→ What is required: Take the line with "Ground overcast sky" and the rest of the lines after it, to the end of the entries, and restate them exactly.

→ Supplied records:
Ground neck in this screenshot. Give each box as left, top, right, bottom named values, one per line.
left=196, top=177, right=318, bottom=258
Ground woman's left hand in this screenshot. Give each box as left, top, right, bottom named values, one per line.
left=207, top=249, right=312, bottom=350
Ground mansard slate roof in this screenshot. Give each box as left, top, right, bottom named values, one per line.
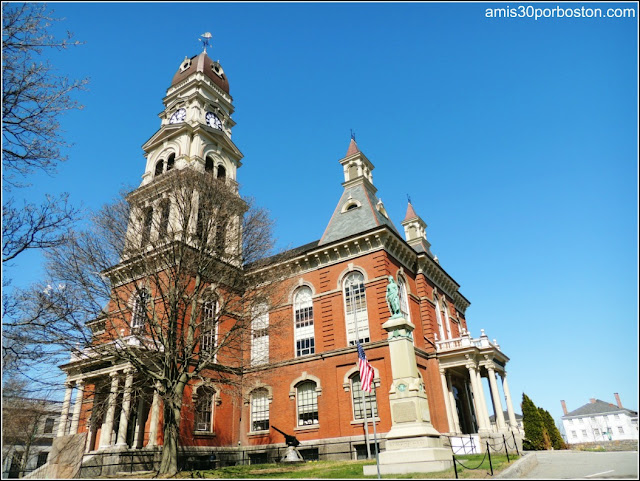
left=564, top=400, right=638, bottom=418
left=171, top=51, right=230, bottom=94
left=318, top=182, right=400, bottom=246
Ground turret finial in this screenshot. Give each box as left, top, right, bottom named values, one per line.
left=199, top=32, right=212, bottom=53
left=350, top=129, right=356, bottom=141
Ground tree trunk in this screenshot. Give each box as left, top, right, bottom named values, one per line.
left=158, top=385, right=185, bottom=476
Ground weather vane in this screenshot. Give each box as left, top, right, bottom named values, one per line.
left=407, top=194, right=412, bottom=204
left=199, top=32, right=212, bottom=53
left=350, top=129, right=356, bottom=141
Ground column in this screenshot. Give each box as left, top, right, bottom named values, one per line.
left=501, top=372, right=518, bottom=429
left=57, top=382, right=74, bottom=437
left=466, top=365, right=487, bottom=432
left=487, top=365, right=506, bottom=430
left=132, top=394, right=146, bottom=449
left=116, top=369, right=134, bottom=447
left=474, top=369, right=492, bottom=431
left=70, top=379, right=85, bottom=434
left=99, top=372, right=120, bottom=449
left=439, top=368, right=455, bottom=433
left=446, top=373, right=462, bottom=434
left=147, top=383, right=160, bottom=447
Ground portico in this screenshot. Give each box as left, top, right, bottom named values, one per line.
left=436, top=329, right=518, bottom=439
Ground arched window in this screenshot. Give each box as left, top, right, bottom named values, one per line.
left=350, top=372, right=378, bottom=420
left=434, top=296, right=446, bottom=341
left=343, top=271, right=370, bottom=345
left=397, top=276, right=411, bottom=322
left=216, top=165, right=226, bottom=180
left=296, top=381, right=318, bottom=426
left=141, top=207, right=153, bottom=246
left=251, top=303, right=269, bottom=366
left=158, top=200, right=170, bottom=238
left=293, top=287, right=314, bottom=357
left=132, top=289, right=150, bottom=329
left=194, top=386, right=215, bottom=432
left=250, top=388, right=270, bottom=432
left=166, top=153, right=175, bottom=171
left=154, top=160, right=164, bottom=176
left=201, top=299, right=218, bottom=357
left=442, top=298, right=452, bottom=339
left=205, top=156, right=214, bottom=174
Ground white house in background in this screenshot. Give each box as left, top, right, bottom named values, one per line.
left=560, top=394, right=638, bottom=445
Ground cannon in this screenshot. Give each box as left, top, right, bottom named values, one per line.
left=271, top=426, right=304, bottom=463
left=271, top=425, right=301, bottom=447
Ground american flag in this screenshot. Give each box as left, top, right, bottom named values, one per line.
left=357, top=341, right=374, bottom=393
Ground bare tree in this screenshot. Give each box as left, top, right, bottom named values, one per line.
left=2, top=2, right=88, bottom=184
left=2, top=2, right=86, bottom=383
left=8, top=169, right=291, bottom=475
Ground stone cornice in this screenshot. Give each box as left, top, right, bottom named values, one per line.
left=249, top=225, right=470, bottom=314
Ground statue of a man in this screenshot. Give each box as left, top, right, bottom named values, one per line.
left=386, top=275, right=402, bottom=318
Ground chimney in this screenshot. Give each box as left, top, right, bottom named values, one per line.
left=561, top=400, right=568, bottom=415
left=614, top=393, right=623, bottom=408
left=590, top=398, right=596, bottom=404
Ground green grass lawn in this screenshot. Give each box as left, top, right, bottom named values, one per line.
left=174, top=454, right=518, bottom=479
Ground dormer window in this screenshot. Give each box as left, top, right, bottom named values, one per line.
left=341, top=199, right=361, bottom=213
left=211, top=62, right=224, bottom=79
left=179, top=57, right=192, bottom=72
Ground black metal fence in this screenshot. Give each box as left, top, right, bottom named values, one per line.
left=449, top=432, right=520, bottom=478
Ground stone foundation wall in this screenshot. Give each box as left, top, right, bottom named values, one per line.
left=571, top=439, right=638, bottom=452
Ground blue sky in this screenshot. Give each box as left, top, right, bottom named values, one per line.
left=4, top=2, right=638, bottom=428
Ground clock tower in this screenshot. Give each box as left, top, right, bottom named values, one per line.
left=139, top=42, right=243, bottom=190
left=122, top=38, right=245, bottom=263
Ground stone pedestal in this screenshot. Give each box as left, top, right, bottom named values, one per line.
left=363, top=315, right=452, bottom=475
left=279, top=446, right=304, bottom=464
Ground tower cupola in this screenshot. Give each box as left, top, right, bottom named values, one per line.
left=401, top=201, right=434, bottom=257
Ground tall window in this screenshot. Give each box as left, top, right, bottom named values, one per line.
left=442, top=298, right=452, bottom=339
left=350, top=373, right=378, bottom=420
left=201, top=300, right=218, bottom=356
left=43, top=418, right=55, bottom=434
left=296, top=381, right=318, bottom=426
left=194, top=386, right=215, bottom=432
left=343, top=271, right=370, bottom=345
left=397, top=276, right=411, bottom=322
left=205, top=156, right=214, bottom=174
left=251, top=303, right=269, bottom=366
left=158, top=200, right=170, bottom=238
left=132, top=289, right=150, bottom=329
left=217, top=165, right=226, bottom=180
left=434, top=296, right=446, bottom=341
left=294, top=287, right=315, bottom=356
left=250, top=388, right=269, bottom=432
left=141, top=207, right=153, bottom=246
left=154, top=160, right=164, bottom=176
left=166, top=153, right=175, bottom=171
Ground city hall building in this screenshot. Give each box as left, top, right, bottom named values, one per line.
left=50, top=44, right=521, bottom=474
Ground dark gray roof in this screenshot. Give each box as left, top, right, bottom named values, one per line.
left=319, top=182, right=399, bottom=246
left=489, top=411, right=522, bottom=422
left=564, top=400, right=638, bottom=418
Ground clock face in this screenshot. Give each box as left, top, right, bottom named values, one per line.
left=169, top=108, right=186, bottom=124
left=206, top=111, right=223, bottom=130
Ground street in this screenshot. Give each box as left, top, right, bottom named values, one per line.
left=523, top=450, right=638, bottom=479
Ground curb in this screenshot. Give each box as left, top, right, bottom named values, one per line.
left=495, top=452, right=538, bottom=479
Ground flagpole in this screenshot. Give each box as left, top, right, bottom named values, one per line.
left=369, top=385, right=381, bottom=479
left=351, top=283, right=371, bottom=460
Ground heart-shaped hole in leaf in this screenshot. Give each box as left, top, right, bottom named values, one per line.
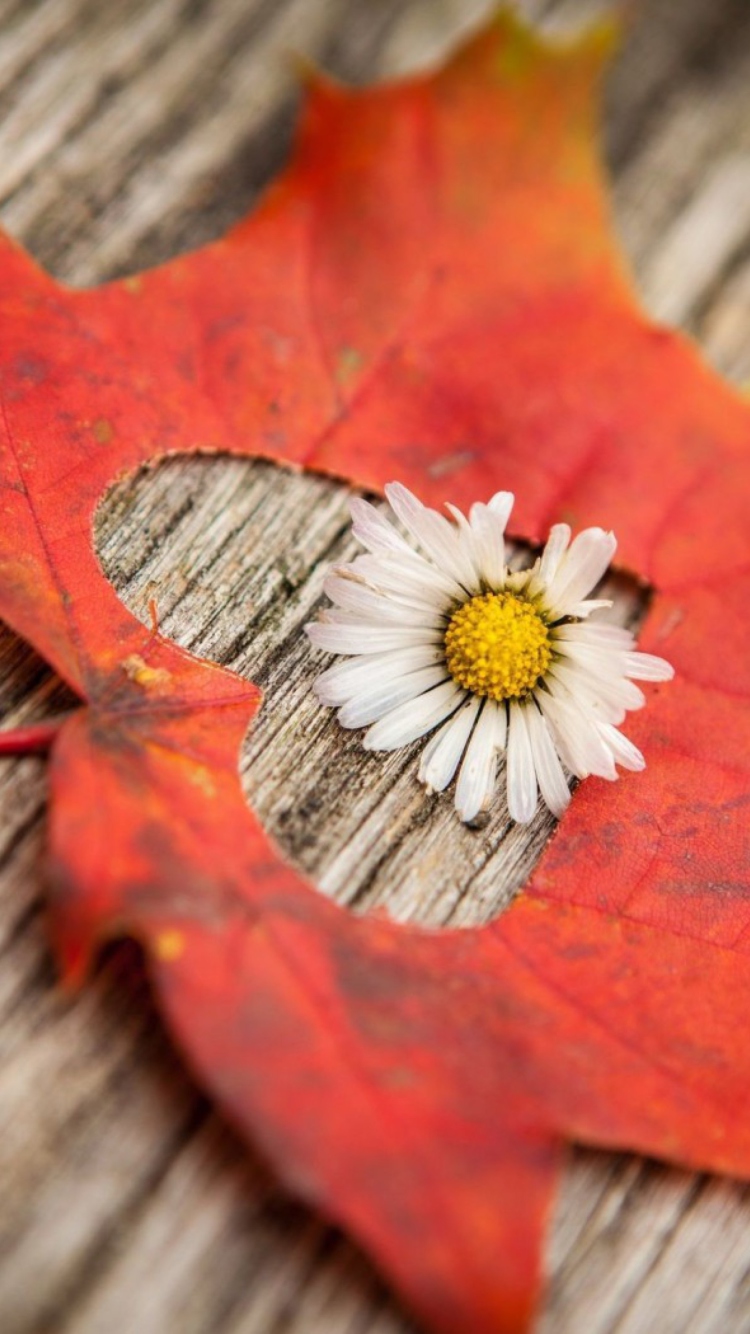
left=96, top=455, right=648, bottom=928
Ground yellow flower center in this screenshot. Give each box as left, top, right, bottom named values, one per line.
left=444, top=592, right=552, bottom=701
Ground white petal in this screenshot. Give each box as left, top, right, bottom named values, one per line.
left=597, top=721, right=645, bottom=771
left=337, top=665, right=448, bottom=728
left=550, top=660, right=646, bottom=720
left=418, top=695, right=481, bottom=793
left=385, top=482, right=479, bottom=592
left=505, top=563, right=536, bottom=592
left=539, top=523, right=572, bottom=582
left=323, top=573, right=444, bottom=628
left=507, top=700, right=538, bottom=823
left=314, top=644, right=445, bottom=706
left=348, top=553, right=455, bottom=607
left=488, top=490, right=515, bottom=522
left=556, top=640, right=629, bottom=672
left=363, top=680, right=463, bottom=751
left=525, top=704, right=570, bottom=819
left=568, top=598, right=614, bottom=617
left=349, top=497, right=415, bottom=557
left=555, top=622, right=635, bottom=649
left=560, top=639, right=672, bottom=694
left=533, top=691, right=580, bottom=774
left=305, top=620, right=440, bottom=655
left=455, top=702, right=500, bottom=823
left=537, top=688, right=617, bottom=780
left=468, top=495, right=512, bottom=587
left=624, top=651, right=674, bottom=682
left=554, top=642, right=639, bottom=698
left=444, top=503, right=485, bottom=585
left=544, top=528, right=617, bottom=616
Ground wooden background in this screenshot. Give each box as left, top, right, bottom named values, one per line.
left=2, top=0, right=750, bottom=1330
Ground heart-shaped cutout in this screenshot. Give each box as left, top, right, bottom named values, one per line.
left=96, top=454, right=647, bottom=929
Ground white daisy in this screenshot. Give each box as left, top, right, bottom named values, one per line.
left=305, top=483, right=673, bottom=825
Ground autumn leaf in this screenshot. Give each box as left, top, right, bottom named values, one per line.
left=2, top=10, right=750, bottom=1333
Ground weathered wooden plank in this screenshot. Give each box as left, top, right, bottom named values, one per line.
left=2, top=1, right=750, bottom=1331
left=702, top=257, right=750, bottom=383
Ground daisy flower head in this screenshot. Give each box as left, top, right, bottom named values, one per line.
left=305, top=484, right=673, bottom=826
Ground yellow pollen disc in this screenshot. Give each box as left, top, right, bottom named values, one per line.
left=444, top=592, right=552, bottom=701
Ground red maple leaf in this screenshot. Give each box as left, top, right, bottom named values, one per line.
left=1, top=13, right=750, bottom=1333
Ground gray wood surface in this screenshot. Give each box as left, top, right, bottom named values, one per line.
left=1, top=1, right=750, bottom=1331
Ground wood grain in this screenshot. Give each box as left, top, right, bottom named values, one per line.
left=2, top=1, right=750, bottom=1330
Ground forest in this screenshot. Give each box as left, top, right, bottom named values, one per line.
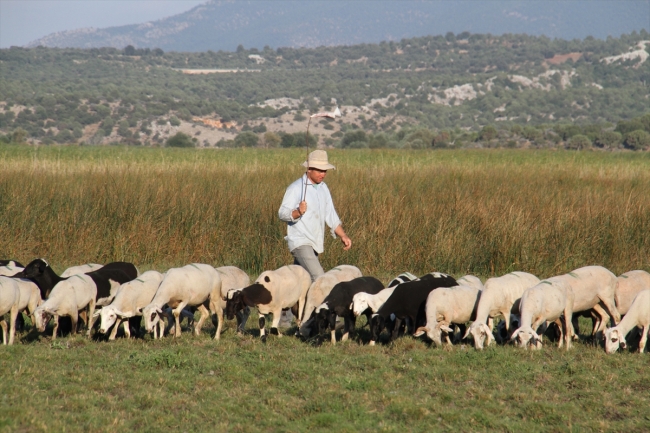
left=0, top=30, right=649, bottom=150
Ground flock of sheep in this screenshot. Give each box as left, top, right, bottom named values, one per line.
left=1, top=258, right=649, bottom=354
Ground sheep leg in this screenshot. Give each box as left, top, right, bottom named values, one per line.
left=0, top=319, right=6, bottom=345
left=598, top=296, right=621, bottom=327
left=194, top=304, right=209, bottom=336
left=259, top=314, right=266, bottom=342
left=342, top=314, right=356, bottom=342
left=85, top=299, right=97, bottom=337
left=51, top=315, right=59, bottom=340
left=639, top=325, right=649, bottom=353
left=172, top=302, right=188, bottom=337
left=123, top=320, right=131, bottom=339
left=270, top=309, right=282, bottom=338
left=563, top=307, right=574, bottom=350
left=109, top=318, right=122, bottom=340
left=554, top=318, right=564, bottom=349
left=390, top=317, right=402, bottom=341
left=212, top=302, right=224, bottom=340
left=236, top=306, right=250, bottom=334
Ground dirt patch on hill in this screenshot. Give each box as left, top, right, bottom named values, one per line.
left=546, top=52, right=582, bottom=65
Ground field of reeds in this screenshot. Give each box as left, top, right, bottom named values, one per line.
left=1, top=144, right=649, bottom=432
left=1, top=145, right=648, bottom=278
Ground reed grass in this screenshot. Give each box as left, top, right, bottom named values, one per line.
left=1, top=145, right=648, bottom=279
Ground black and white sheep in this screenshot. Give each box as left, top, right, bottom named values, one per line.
left=310, top=276, right=385, bottom=344
left=369, top=273, right=458, bottom=345
left=225, top=265, right=311, bottom=342
left=298, top=265, right=362, bottom=338
left=211, top=266, right=251, bottom=339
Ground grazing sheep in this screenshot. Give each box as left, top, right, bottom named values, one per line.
left=10, top=273, right=42, bottom=330
left=604, top=289, right=650, bottom=354
left=0, top=277, right=20, bottom=345
left=142, top=264, right=221, bottom=338
left=225, top=265, right=311, bottom=342
left=350, top=272, right=420, bottom=318
left=510, top=277, right=575, bottom=350
left=311, top=276, right=385, bottom=344
left=455, top=275, right=484, bottom=291
left=369, top=273, right=458, bottom=345
left=210, top=266, right=251, bottom=340
left=22, top=258, right=138, bottom=306
left=564, top=266, right=620, bottom=340
left=615, top=270, right=650, bottom=316
left=464, top=272, right=540, bottom=350
left=32, top=274, right=98, bottom=340
left=414, top=284, right=483, bottom=347
left=95, top=270, right=165, bottom=340
left=0, top=260, right=24, bottom=277
left=60, top=263, right=103, bottom=278
left=299, top=265, right=363, bottom=338
left=386, top=272, right=418, bottom=288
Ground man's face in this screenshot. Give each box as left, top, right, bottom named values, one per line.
left=307, top=167, right=327, bottom=184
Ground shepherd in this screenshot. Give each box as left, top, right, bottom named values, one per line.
left=278, top=109, right=351, bottom=283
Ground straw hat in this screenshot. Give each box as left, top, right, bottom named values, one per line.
left=302, top=150, right=336, bottom=170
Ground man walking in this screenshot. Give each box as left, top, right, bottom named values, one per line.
left=278, top=150, right=352, bottom=282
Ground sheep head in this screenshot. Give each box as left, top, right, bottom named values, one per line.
left=604, top=328, right=625, bottom=354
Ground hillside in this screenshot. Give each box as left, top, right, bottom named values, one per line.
left=2, top=31, right=649, bottom=149
left=25, top=0, right=650, bottom=52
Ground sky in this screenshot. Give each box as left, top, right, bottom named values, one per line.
left=0, top=0, right=206, bottom=48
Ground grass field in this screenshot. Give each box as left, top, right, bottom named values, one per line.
left=1, top=145, right=649, bottom=432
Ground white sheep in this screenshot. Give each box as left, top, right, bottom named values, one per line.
left=604, top=289, right=650, bottom=354
left=95, top=270, right=165, bottom=340
left=565, top=266, right=620, bottom=339
left=615, top=270, right=650, bottom=316
left=510, top=277, right=575, bottom=350
left=413, top=284, right=482, bottom=347
left=33, top=274, right=97, bottom=340
left=464, top=271, right=540, bottom=349
left=298, top=265, right=362, bottom=337
left=60, top=263, right=103, bottom=278
left=210, top=266, right=250, bottom=340
left=455, top=275, right=484, bottom=291
left=13, top=277, right=42, bottom=328
left=142, top=264, right=221, bottom=338
left=0, top=277, right=20, bottom=345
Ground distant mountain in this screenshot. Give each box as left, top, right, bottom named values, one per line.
left=26, top=0, right=649, bottom=52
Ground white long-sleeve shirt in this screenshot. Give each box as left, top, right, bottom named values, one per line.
left=278, top=174, right=342, bottom=254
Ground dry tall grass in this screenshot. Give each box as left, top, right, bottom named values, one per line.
left=1, top=145, right=648, bottom=279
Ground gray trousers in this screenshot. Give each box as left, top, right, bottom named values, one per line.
left=291, top=245, right=325, bottom=282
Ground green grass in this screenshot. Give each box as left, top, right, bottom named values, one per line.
left=1, top=318, right=649, bottom=432
left=1, top=145, right=649, bottom=431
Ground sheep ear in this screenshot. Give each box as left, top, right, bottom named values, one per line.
left=462, top=327, right=471, bottom=339
left=483, top=324, right=495, bottom=344
left=349, top=302, right=354, bottom=310
left=510, top=328, right=522, bottom=341
left=92, top=310, right=101, bottom=318
left=413, top=326, right=428, bottom=337
left=531, top=330, right=541, bottom=345
left=440, top=324, right=454, bottom=334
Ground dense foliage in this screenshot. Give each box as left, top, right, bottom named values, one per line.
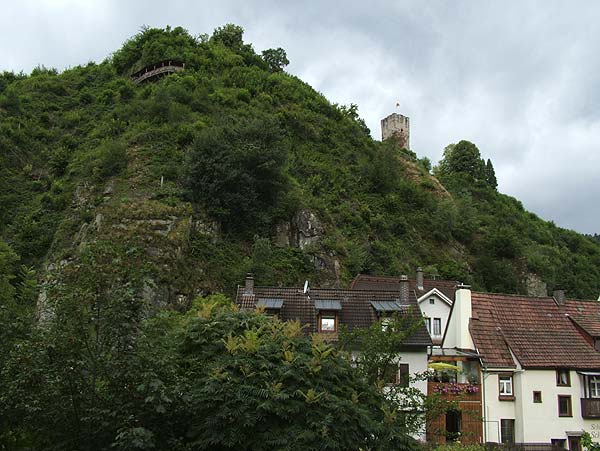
left=0, top=295, right=420, bottom=450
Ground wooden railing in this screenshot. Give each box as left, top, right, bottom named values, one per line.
left=581, top=397, right=600, bottom=418
left=131, top=60, right=185, bottom=84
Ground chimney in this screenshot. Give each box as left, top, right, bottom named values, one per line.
left=553, top=289, right=566, bottom=305
left=443, top=284, right=475, bottom=350
left=399, top=275, right=409, bottom=302
left=244, top=273, right=254, bottom=296
left=416, top=267, right=424, bottom=291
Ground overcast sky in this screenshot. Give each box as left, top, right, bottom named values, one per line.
left=2, top=1, right=599, bottom=234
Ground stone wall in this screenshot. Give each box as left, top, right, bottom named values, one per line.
left=381, top=113, right=410, bottom=149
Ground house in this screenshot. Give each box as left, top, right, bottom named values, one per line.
left=235, top=274, right=432, bottom=403
left=442, top=285, right=600, bottom=449
left=351, top=269, right=457, bottom=345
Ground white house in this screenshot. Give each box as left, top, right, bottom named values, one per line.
left=418, top=287, right=453, bottom=345
left=442, top=286, right=600, bottom=450
left=351, top=268, right=457, bottom=346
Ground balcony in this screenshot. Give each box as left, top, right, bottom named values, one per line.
left=581, top=398, right=600, bottom=418
left=428, top=382, right=482, bottom=401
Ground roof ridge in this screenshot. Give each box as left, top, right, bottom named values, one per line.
left=472, top=291, right=554, bottom=300
left=473, top=290, right=599, bottom=304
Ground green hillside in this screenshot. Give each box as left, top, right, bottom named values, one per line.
left=1, top=23, right=600, bottom=313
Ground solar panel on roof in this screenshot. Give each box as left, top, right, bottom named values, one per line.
left=256, top=298, right=284, bottom=309
left=370, top=300, right=402, bottom=312
left=314, top=299, right=342, bottom=311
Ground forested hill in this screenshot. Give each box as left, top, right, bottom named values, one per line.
left=1, top=24, right=600, bottom=315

→ Result below:
Ground overcast sky in this screenshot. Give each box as left, top, right, bottom named values, one per line.
left=2, top=1, right=599, bottom=234
Ground stone wall in this screenshot. Give each box as left, top, right, bottom named values, one per line.
left=381, top=113, right=410, bottom=149
Ground house in this screenshot. Give each box as left, top, right, bottom named values, one per line.
left=235, top=274, right=432, bottom=403
left=442, top=285, right=600, bottom=449
left=351, top=269, right=457, bottom=345
Ground white house in this screenshot. Give each box as left, top, right, bottom named values, one per line.
left=418, top=287, right=453, bottom=345
left=442, top=286, right=600, bottom=450
left=351, top=268, right=457, bottom=346
Ground balcony in this screenshot. Give each box as left, top, right, bottom named values, one per line.
left=581, top=398, right=600, bottom=418
left=428, top=382, right=482, bottom=401
Ground roof ridge in this screenshot. Give each box as left, top, right, bottom named values, one per line.
left=472, top=291, right=554, bottom=300
left=473, top=290, right=599, bottom=304
Ground green hillside in this screenshot. Give each box as left, top, right, bottom named values, one per line.
left=1, top=23, right=600, bottom=313
Ground solar panel on roof in this screenshot. Give each box as left, top, right, bottom named values, one per line.
left=256, top=298, right=284, bottom=309
left=370, top=300, right=402, bottom=312
left=314, top=299, right=342, bottom=311
Ground forested hill in this screenshot. Give each box as left, top, right, bottom named values, one per line.
left=1, top=24, right=600, bottom=315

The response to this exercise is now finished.